EXERCISE INSTRUCTIONS: Count the lines in the data below that contain the string "television", treating uppercase and lowercase letters as different. Give only the number.

RECORDS FOR THIS TASK:

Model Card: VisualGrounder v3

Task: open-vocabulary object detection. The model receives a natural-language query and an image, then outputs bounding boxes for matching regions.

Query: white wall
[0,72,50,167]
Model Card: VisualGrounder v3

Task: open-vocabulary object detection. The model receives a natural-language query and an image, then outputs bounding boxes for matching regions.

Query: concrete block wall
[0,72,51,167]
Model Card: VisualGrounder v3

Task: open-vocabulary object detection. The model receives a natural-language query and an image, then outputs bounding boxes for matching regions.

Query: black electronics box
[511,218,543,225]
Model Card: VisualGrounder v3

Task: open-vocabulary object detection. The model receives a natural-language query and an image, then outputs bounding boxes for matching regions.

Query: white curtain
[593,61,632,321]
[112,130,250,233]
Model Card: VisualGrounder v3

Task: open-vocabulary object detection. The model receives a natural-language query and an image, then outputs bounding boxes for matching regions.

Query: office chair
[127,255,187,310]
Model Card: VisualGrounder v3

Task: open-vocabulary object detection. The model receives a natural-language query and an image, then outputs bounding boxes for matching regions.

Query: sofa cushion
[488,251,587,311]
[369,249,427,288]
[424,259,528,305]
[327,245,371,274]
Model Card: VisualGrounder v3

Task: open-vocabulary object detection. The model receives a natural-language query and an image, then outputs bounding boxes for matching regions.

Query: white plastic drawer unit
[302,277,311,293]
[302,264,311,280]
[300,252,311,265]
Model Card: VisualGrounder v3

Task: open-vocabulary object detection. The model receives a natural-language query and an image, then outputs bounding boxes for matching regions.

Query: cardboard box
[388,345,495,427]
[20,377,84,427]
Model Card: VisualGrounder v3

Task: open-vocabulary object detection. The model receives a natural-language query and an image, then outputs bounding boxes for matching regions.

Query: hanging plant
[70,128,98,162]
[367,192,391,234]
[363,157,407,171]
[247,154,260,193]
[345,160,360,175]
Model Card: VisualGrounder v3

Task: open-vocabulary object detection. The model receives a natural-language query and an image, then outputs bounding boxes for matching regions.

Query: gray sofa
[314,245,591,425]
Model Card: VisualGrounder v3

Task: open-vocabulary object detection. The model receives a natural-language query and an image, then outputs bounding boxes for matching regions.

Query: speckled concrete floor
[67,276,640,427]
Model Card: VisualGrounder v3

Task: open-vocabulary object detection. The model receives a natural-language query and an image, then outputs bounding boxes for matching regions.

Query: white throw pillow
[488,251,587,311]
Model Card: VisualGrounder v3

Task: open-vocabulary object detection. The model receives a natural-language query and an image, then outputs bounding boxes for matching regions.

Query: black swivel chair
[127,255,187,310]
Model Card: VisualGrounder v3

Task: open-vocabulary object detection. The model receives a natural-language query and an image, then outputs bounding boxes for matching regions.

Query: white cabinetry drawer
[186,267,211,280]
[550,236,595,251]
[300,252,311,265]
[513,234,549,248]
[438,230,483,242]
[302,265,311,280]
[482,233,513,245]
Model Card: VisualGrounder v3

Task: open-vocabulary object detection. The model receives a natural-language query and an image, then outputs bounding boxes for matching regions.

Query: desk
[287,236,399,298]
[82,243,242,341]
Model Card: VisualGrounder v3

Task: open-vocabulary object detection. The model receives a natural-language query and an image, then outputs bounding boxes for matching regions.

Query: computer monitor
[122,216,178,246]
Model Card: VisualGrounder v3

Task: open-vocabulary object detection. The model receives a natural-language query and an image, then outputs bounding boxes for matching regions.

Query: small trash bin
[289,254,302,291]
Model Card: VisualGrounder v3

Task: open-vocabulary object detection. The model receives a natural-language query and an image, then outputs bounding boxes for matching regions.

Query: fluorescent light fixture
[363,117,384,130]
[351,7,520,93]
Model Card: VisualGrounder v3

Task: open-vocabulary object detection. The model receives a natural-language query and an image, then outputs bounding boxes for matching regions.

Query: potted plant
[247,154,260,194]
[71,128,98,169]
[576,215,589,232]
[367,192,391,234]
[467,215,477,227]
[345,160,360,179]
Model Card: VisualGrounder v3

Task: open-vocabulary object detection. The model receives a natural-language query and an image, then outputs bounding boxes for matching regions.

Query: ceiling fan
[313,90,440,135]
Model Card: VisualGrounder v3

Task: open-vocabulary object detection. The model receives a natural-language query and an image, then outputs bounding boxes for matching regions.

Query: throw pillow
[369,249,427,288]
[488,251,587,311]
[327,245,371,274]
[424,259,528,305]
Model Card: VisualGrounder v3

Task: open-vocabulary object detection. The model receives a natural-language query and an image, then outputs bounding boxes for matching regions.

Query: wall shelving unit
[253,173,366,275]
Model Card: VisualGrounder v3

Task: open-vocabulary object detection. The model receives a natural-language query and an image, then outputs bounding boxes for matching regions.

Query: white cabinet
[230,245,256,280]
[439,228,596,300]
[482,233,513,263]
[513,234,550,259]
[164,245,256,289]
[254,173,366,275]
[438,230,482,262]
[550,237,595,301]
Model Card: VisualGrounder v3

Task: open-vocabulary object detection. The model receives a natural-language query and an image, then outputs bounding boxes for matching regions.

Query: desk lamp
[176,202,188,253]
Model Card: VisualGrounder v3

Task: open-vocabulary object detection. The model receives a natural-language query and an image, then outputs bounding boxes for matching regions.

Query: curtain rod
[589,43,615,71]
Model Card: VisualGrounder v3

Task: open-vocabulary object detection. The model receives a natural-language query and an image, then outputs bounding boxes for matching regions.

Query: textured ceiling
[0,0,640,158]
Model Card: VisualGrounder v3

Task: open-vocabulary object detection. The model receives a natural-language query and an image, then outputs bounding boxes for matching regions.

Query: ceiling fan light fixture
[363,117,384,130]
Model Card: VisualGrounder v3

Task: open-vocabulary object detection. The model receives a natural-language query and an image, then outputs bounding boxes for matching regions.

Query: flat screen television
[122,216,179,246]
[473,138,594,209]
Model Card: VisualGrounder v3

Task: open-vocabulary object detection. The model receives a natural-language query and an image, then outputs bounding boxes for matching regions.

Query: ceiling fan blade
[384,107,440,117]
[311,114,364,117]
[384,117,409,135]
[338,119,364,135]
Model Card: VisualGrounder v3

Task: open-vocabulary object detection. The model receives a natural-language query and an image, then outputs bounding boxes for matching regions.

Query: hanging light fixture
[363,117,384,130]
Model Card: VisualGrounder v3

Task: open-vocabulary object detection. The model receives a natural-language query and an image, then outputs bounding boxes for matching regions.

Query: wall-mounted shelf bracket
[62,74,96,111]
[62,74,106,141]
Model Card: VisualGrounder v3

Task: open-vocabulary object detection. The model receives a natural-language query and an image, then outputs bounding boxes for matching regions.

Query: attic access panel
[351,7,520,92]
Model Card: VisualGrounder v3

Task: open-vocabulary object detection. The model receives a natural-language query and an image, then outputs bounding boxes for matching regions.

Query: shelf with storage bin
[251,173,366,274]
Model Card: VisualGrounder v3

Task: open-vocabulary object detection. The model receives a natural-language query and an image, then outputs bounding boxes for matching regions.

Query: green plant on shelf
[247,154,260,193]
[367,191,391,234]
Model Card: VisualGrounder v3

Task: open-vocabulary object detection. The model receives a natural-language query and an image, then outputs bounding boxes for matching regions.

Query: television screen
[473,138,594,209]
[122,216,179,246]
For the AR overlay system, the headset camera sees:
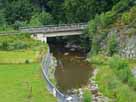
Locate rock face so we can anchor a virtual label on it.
[101,26,136,59]
[120,36,136,59]
[90,69,114,102]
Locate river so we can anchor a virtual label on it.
[49,38,93,93]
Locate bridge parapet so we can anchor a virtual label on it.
[20,23,87,34]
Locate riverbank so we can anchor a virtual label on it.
[88,55,136,102]
[0,35,57,102]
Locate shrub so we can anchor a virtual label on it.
[109,56,132,82]
[29,11,54,26]
[83,89,92,102]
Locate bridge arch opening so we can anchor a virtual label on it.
[47,35,93,94]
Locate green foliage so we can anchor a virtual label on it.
[0,63,57,102]
[83,89,92,102]
[96,66,136,102]
[121,6,136,25]
[5,0,33,24]
[91,38,100,55]
[109,56,132,82]
[0,34,43,51]
[29,11,54,26]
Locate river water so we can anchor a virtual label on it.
[49,40,93,93]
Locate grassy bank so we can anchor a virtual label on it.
[0,35,56,102]
[0,63,56,102]
[90,55,136,102]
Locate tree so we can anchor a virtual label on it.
[5,0,33,24]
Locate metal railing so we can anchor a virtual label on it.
[20,23,87,33]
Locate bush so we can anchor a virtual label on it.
[109,56,132,82]
[29,11,54,26]
[83,89,92,102]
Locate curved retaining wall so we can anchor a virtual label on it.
[42,50,67,102]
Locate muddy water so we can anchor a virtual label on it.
[50,44,92,93]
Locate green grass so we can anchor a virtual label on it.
[0,50,38,63]
[0,64,56,102]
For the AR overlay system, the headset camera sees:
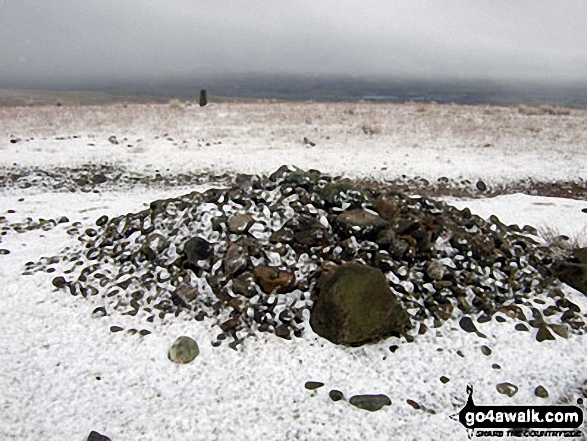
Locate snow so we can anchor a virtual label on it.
[0,103,587,441]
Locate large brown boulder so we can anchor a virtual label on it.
[310,262,410,346]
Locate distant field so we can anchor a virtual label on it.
[0,89,165,107]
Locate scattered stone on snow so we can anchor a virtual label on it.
[495,383,518,397]
[304,381,324,390]
[167,336,200,364]
[406,398,421,410]
[534,385,548,398]
[349,394,391,412]
[33,166,585,345]
[328,389,344,401]
[87,430,111,441]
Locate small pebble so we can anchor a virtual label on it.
[534,386,548,398]
[304,381,324,390]
[328,389,344,401]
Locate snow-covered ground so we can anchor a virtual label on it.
[0,103,587,441]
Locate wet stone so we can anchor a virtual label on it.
[328,389,344,401]
[304,381,324,390]
[167,336,200,364]
[514,323,529,331]
[406,398,421,410]
[495,383,518,397]
[86,430,111,441]
[51,276,67,289]
[536,326,555,343]
[349,394,391,412]
[534,386,548,398]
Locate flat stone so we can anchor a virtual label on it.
[335,210,389,239]
[304,381,324,390]
[87,430,111,441]
[228,213,254,234]
[253,265,296,294]
[349,394,391,412]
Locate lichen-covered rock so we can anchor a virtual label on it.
[310,262,410,346]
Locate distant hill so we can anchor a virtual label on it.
[0,75,587,108]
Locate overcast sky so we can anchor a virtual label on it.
[0,0,587,85]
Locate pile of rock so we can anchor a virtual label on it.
[40,167,585,348]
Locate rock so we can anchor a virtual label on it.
[220,317,239,332]
[172,285,198,304]
[275,323,291,340]
[52,276,67,289]
[335,210,389,240]
[87,430,111,441]
[228,213,255,234]
[223,243,249,275]
[549,324,569,338]
[495,383,518,397]
[232,273,257,299]
[349,394,391,412]
[328,389,344,401]
[304,381,324,390]
[375,196,400,221]
[320,182,366,207]
[534,386,548,398]
[536,326,555,343]
[285,215,329,247]
[555,248,587,295]
[406,399,421,410]
[253,266,296,294]
[426,259,444,280]
[310,262,411,346]
[167,336,200,364]
[515,323,529,332]
[459,316,486,338]
[183,236,212,265]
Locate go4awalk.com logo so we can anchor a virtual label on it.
[451,386,583,439]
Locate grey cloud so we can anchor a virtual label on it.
[0,0,587,87]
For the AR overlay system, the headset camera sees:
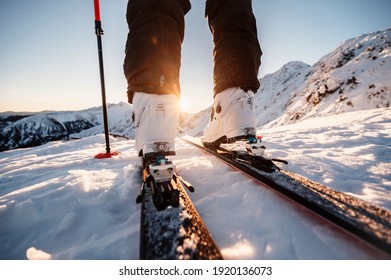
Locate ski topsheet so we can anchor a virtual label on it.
[137,155,223,260]
[182,136,391,255]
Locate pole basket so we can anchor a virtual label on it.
[94,151,121,159]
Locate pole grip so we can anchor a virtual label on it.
[94,0,100,21]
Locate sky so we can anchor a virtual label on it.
[0,0,391,113]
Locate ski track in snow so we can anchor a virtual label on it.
[0,109,391,259]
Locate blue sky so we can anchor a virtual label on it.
[0,0,391,112]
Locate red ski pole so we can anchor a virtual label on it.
[94,0,119,158]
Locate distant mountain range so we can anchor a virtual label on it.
[0,29,391,151]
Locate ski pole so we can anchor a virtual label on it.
[94,0,118,158]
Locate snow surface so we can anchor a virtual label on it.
[0,108,391,259]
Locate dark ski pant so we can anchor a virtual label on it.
[124,0,262,103]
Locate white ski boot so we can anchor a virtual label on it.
[203,87,256,146]
[133,92,180,159]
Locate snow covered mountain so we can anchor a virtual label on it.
[0,103,134,151]
[0,29,391,151]
[182,29,391,136]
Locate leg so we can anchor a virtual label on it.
[124,0,190,158]
[124,0,190,103]
[204,0,262,145]
[205,0,262,95]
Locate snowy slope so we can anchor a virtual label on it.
[0,109,391,259]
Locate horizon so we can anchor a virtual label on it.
[0,0,391,113]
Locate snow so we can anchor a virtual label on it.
[0,108,391,259]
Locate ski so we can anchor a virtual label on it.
[182,136,391,255]
[136,153,223,260]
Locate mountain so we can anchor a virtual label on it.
[0,103,134,151]
[0,29,391,151]
[181,29,391,136]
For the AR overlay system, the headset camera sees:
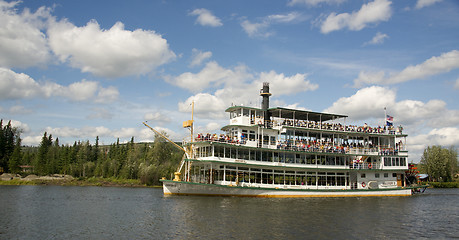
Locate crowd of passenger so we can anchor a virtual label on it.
[277,119,403,134]
[277,140,401,155]
[195,133,247,144]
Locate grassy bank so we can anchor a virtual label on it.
[0,177,160,187]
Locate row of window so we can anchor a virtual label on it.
[192,167,349,186]
[360,173,397,178]
[196,145,392,167]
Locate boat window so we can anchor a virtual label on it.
[400,158,406,166]
[249,131,255,141]
[249,150,257,161]
[263,136,269,145]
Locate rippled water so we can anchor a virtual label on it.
[0,186,459,239]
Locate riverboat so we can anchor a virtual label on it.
[144,83,426,197]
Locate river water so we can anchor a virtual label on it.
[0,186,459,239]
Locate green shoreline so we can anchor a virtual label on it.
[0,177,459,188]
[0,178,162,188]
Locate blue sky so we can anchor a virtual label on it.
[0,0,459,162]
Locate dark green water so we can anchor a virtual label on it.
[0,186,459,239]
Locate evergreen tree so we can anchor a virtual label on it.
[421,146,458,182]
[34,132,52,175]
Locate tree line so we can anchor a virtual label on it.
[0,120,183,185]
[419,146,459,182]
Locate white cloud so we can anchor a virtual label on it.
[190,48,212,67]
[206,122,221,132]
[8,105,32,114]
[0,1,51,68]
[415,0,442,9]
[320,0,392,34]
[354,50,459,87]
[143,112,171,123]
[288,0,346,7]
[95,86,120,103]
[0,68,119,103]
[454,78,459,90]
[324,86,396,120]
[364,32,389,45]
[0,67,42,99]
[324,86,459,131]
[48,20,176,78]
[190,8,223,27]
[241,12,306,37]
[166,61,252,92]
[8,120,30,133]
[87,107,113,119]
[241,20,273,37]
[324,86,459,162]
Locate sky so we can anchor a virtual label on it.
[0,0,459,162]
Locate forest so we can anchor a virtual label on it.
[0,120,183,185]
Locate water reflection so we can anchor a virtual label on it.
[0,186,459,239]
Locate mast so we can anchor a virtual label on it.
[260,82,272,128]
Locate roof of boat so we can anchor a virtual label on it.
[225,106,348,122]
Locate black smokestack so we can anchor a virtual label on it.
[260,82,271,110]
[260,82,271,128]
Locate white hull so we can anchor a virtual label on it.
[163,180,412,198]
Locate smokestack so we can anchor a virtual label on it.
[260,82,271,110]
[260,82,271,128]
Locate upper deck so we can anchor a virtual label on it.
[222,106,407,137]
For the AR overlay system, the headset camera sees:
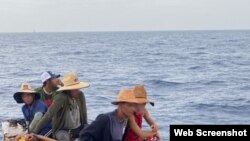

ANSWER TO THIS EXERCISE: 2